**TO BE DONE**
Rename "fill_convention" to "fill_rule" everywhere in the records below, and leave every other line and character as it is.

**Object outline annotations**
↓↓↓

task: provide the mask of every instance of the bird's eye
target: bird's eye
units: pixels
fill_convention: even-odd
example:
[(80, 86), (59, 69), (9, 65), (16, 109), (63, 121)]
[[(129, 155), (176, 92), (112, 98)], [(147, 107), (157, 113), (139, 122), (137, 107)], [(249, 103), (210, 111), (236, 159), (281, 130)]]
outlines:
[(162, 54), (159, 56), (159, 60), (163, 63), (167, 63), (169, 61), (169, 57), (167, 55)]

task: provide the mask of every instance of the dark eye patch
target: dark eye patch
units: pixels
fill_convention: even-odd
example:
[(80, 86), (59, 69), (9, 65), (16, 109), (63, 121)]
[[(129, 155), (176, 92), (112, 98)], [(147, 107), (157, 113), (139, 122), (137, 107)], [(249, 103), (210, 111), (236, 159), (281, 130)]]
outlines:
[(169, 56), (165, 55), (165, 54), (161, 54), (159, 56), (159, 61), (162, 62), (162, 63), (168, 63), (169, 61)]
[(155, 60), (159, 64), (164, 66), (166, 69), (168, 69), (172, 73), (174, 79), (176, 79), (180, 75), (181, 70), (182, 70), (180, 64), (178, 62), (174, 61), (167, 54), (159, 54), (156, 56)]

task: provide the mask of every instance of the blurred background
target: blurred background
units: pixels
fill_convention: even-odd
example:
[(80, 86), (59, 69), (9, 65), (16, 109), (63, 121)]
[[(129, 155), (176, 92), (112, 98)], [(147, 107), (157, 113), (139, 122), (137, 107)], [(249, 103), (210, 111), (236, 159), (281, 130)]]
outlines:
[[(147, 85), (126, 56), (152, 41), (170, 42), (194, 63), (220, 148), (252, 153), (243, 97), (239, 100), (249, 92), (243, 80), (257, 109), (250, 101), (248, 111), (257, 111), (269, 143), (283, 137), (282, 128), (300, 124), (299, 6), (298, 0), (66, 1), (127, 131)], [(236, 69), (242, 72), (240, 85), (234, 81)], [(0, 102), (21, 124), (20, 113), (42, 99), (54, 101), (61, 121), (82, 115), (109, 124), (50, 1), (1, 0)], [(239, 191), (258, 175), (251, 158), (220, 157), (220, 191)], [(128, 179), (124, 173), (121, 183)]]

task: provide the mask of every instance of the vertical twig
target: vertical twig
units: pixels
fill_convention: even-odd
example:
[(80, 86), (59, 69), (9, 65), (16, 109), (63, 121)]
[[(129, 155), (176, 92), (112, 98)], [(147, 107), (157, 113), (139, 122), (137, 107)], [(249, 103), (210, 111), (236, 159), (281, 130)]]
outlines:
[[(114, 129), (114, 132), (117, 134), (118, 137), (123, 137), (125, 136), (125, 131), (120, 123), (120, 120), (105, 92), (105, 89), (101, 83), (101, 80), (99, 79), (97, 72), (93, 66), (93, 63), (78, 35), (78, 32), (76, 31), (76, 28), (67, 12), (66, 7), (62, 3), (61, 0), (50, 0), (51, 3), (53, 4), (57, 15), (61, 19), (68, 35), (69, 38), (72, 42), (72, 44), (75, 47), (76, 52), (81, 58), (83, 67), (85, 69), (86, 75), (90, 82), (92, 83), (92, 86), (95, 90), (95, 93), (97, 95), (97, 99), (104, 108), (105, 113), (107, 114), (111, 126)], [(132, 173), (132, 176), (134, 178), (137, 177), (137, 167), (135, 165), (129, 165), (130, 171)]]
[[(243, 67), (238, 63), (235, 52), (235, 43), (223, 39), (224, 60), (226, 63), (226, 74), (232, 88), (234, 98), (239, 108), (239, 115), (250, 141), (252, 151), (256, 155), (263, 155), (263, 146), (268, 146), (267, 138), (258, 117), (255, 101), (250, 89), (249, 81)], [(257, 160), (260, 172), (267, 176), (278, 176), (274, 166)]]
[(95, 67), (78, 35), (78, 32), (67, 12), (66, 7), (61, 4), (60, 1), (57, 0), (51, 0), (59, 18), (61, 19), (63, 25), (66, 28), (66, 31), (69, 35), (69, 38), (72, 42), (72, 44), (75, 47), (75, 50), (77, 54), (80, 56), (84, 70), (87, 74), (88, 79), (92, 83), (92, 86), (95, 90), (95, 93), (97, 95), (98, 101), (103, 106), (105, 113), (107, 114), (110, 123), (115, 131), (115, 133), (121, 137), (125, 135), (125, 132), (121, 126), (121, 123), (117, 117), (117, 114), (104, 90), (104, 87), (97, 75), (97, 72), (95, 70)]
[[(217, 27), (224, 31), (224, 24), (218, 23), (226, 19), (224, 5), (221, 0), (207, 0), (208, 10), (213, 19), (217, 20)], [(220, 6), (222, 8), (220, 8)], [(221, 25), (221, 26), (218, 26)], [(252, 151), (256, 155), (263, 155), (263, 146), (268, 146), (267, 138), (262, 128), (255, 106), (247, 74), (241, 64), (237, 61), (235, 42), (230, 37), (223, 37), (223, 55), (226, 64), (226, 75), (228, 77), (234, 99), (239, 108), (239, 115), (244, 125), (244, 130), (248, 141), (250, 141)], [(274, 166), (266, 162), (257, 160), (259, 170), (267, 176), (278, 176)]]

↑↑↑

**THE OUTPUT**
task: provide the mask of every instance of the bird's eye
target: bird's eye
units: pixels
fill_rule: even-odd
example:
[(80, 86), (59, 69), (9, 65), (16, 109), (63, 121)]
[[(129, 155), (176, 92), (112, 98)], [(147, 107), (157, 113), (139, 122), (137, 107)], [(249, 103), (210, 111), (236, 159), (281, 130)]]
outlines:
[(162, 54), (159, 56), (159, 60), (163, 63), (167, 63), (169, 61), (169, 57), (167, 55)]

task: provide the mask of every instance of the dark eye patch
target: dark eye patch
units: pixels
fill_rule: even-odd
example:
[(80, 86), (59, 69), (9, 65), (16, 109), (63, 121)]
[[(129, 155), (176, 92), (112, 98)], [(147, 107), (157, 113), (139, 122), (137, 107)], [(249, 103), (210, 111), (236, 159), (281, 130)]]
outlines:
[(169, 56), (165, 55), (165, 54), (161, 54), (159, 56), (159, 61), (162, 62), (162, 63), (168, 63), (169, 61)]
[(155, 60), (159, 64), (164, 66), (166, 69), (168, 69), (172, 73), (174, 79), (176, 79), (180, 75), (181, 70), (182, 70), (180, 64), (178, 62), (174, 61), (167, 54), (159, 54), (156, 56)]

task: provide the mask of every instance of the blurred background
target: blurred background
units: pixels
fill_rule: even-odd
example:
[(80, 86), (59, 69), (9, 65), (16, 109), (63, 121)]
[[(129, 155), (176, 92), (112, 98)], [(147, 107), (157, 113), (139, 122), (137, 107)], [(249, 103), (210, 111), (236, 159), (281, 130)]]
outlines:
[[(147, 85), (126, 56), (152, 41), (170, 42), (194, 63), (220, 148), (252, 153), (243, 97), (239, 100), (249, 92), (243, 80), (257, 109), (250, 101), (248, 111), (257, 111), (269, 143), (283, 137), (282, 128), (300, 124), (299, 6), (298, 0), (66, 1), (127, 131)], [(236, 69), (242, 72), (240, 85), (234, 81)], [(0, 102), (21, 124), (20, 113), (42, 99), (54, 101), (61, 121), (82, 115), (109, 124), (50, 1), (1, 0)], [(239, 191), (258, 175), (251, 158), (220, 157), (220, 191)], [(128, 179), (124, 173), (121, 183)]]

task: provide the mask of every instance of the vertical twig
target: vertical twig
units: pixels
fill_rule: even-odd
example:
[(80, 86), (59, 69), (9, 65), (16, 109), (63, 121)]
[[(129, 155), (176, 92), (112, 98)], [(147, 107), (157, 113), (139, 122), (137, 107)], [(249, 103), (210, 111), (236, 159), (281, 130)]]
outlines:
[[(114, 129), (114, 132), (117, 134), (118, 137), (123, 137), (125, 136), (125, 131), (120, 123), (120, 120), (105, 92), (105, 89), (101, 83), (101, 80), (99, 79), (97, 72), (93, 66), (93, 63), (78, 35), (78, 32), (76, 31), (76, 28), (67, 12), (66, 7), (62, 3), (61, 0), (50, 0), (51, 3), (53, 4), (57, 15), (61, 19), (68, 35), (69, 38), (72, 42), (72, 44), (75, 47), (76, 52), (81, 58), (83, 67), (85, 69), (86, 75), (90, 82), (92, 83), (92, 86), (95, 90), (95, 93), (97, 95), (97, 99), (104, 108), (105, 113), (107, 114), (111, 126)], [(132, 173), (132, 176), (134, 178), (137, 177), (137, 167), (135, 165), (129, 165), (130, 171)]]
[[(243, 67), (238, 63), (235, 52), (235, 43), (223, 39), (224, 60), (226, 63), (226, 74), (232, 88), (234, 98), (239, 108), (239, 115), (250, 141), (252, 151), (256, 155), (263, 155), (263, 146), (268, 146), (267, 138), (258, 117), (255, 101), (250, 89), (249, 81)], [(257, 160), (260, 172), (267, 176), (278, 176), (274, 166)]]
[(95, 67), (78, 35), (78, 32), (67, 12), (66, 7), (61, 4), (60, 1), (57, 0), (51, 0), (59, 18), (61, 19), (63, 25), (66, 28), (66, 31), (69, 35), (69, 38), (72, 42), (72, 44), (75, 47), (75, 50), (77, 54), (80, 56), (84, 70), (87, 74), (88, 79), (92, 83), (92, 86), (95, 90), (95, 93), (97, 95), (98, 101), (103, 106), (105, 113), (107, 114), (110, 123), (115, 131), (115, 133), (121, 137), (125, 135), (125, 132), (121, 126), (121, 123), (117, 117), (117, 114), (104, 90), (104, 87), (97, 75), (97, 72), (95, 70)]
[[(217, 27), (224, 31), (224, 24), (218, 23), (226, 19), (224, 5), (221, 0), (207, 0), (208, 10), (213, 19), (217, 20)], [(220, 6), (222, 8), (220, 8)], [(221, 25), (221, 26), (218, 26)], [(252, 151), (256, 155), (263, 155), (263, 146), (268, 146), (267, 138), (262, 128), (255, 106), (247, 74), (241, 64), (237, 61), (235, 42), (230, 37), (223, 37), (223, 55), (226, 64), (226, 75), (228, 77), (234, 99), (239, 108), (239, 115), (244, 125), (244, 130), (248, 141), (250, 141)], [(274, 166), (266, 162), (257, 160), (259, 170), (267, 176), (278, 176)]]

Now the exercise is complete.